**Document extract:**
• • • • • • •
Close to 1 in 5 past diagnoses of multisystem inflammatory syndrome in children would now not technically qualify as cases under an updated definition from the CDC, according to a study published Jan. 11 in Pediatrics.
Increased cases of MIS-C following COVID-19 infections in early 2020 led the CDC to update its definition at that time and begin tracking it more closely, requiring clinicians to report cases in patients under 21.
Since then, a revised definition from the agency drafted in late 2022, which took effect on Jan. 1, 2023, changed what counts as an MIS-C infection. Now, after examining how classification differs from the 2020 definition compared to the 2023 revision, researchers revealed that a little over 17% of previously diagnosed MIS-C cases would no longer meet the requirements of the new definition.
• • • • • • •
**Given information:**
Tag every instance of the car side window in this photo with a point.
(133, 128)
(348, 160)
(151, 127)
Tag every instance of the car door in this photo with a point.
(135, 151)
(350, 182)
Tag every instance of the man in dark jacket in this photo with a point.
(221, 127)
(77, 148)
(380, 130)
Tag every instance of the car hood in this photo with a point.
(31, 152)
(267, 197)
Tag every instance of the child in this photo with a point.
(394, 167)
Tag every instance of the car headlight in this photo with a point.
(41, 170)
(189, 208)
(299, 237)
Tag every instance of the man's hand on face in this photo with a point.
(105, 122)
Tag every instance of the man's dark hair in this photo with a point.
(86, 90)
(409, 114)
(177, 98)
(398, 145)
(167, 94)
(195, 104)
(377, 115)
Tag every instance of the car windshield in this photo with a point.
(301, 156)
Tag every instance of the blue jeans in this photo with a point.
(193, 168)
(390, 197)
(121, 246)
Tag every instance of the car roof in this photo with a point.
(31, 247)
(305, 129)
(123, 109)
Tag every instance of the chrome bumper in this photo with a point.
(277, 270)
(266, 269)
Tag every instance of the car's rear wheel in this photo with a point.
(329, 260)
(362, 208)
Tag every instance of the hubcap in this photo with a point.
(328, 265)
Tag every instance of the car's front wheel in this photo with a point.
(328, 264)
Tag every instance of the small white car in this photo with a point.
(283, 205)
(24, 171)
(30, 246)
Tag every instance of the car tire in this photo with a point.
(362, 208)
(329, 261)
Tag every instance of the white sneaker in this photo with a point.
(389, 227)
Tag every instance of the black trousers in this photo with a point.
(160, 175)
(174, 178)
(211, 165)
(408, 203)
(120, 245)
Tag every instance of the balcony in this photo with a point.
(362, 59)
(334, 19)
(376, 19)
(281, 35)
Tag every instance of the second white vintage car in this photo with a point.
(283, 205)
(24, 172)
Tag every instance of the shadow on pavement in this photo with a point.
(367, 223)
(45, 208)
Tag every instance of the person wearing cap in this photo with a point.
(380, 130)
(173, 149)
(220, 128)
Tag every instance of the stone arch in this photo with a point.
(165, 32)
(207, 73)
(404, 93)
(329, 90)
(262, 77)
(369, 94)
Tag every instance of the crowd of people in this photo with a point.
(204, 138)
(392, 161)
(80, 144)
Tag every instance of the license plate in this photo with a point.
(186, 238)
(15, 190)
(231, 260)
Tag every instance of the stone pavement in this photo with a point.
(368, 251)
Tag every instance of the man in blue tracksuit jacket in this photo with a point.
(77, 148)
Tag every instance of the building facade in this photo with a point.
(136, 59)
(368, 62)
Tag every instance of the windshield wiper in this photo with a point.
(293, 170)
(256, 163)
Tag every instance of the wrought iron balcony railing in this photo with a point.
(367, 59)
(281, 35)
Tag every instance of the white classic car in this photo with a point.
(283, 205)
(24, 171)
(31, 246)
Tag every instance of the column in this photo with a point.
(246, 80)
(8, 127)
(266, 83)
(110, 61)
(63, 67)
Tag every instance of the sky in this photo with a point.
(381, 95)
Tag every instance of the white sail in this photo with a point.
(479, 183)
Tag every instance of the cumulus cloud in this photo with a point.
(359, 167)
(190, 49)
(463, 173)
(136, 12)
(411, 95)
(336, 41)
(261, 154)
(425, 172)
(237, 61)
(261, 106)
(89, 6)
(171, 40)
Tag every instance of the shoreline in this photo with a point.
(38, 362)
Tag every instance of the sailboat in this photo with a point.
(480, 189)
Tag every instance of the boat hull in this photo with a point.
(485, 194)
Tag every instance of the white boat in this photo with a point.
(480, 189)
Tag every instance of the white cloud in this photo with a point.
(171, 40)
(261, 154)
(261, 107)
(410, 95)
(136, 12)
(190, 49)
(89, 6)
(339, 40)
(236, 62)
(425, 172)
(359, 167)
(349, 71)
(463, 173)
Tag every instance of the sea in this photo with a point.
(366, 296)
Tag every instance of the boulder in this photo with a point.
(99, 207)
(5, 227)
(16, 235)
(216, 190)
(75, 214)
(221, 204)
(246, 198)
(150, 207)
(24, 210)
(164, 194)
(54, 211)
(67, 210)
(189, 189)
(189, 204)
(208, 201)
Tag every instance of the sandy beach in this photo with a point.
• • • • • • •
**What is being asked:** Continue the article on the CDC's revised MIS-C definition, starting after its last sentence. The material here is from a separate source.

**Answer to this exercise:**
Part of what prompted the 2023 revision was a need to further distinguish between MIS-C and Kawasaki disease (KD), another pediatric hyperinflammatory syndrome, which MIS-C is sometimes misclassified as.
"Development of an MIS-C case definition for national surveillance is challenging because of a lack of a confirmatory diagnostic laboratory test or pathognomonic clinical features that distinguish MIS-C from COVID-19 or other pediatric hyperinflammatory syndromes such as Kawasaki disease," the CDC wrote of its updated definition.
Researches explained that with the new definition in their study they "identified likely improvements in accuracy of MIS-C cases identified for surveillance and in the ability to differentiate between KD and MIS-C," they wrote, but also noted that "although the 2023 case definition seems better able to discern MIS-C from KD, there continues to be overlap."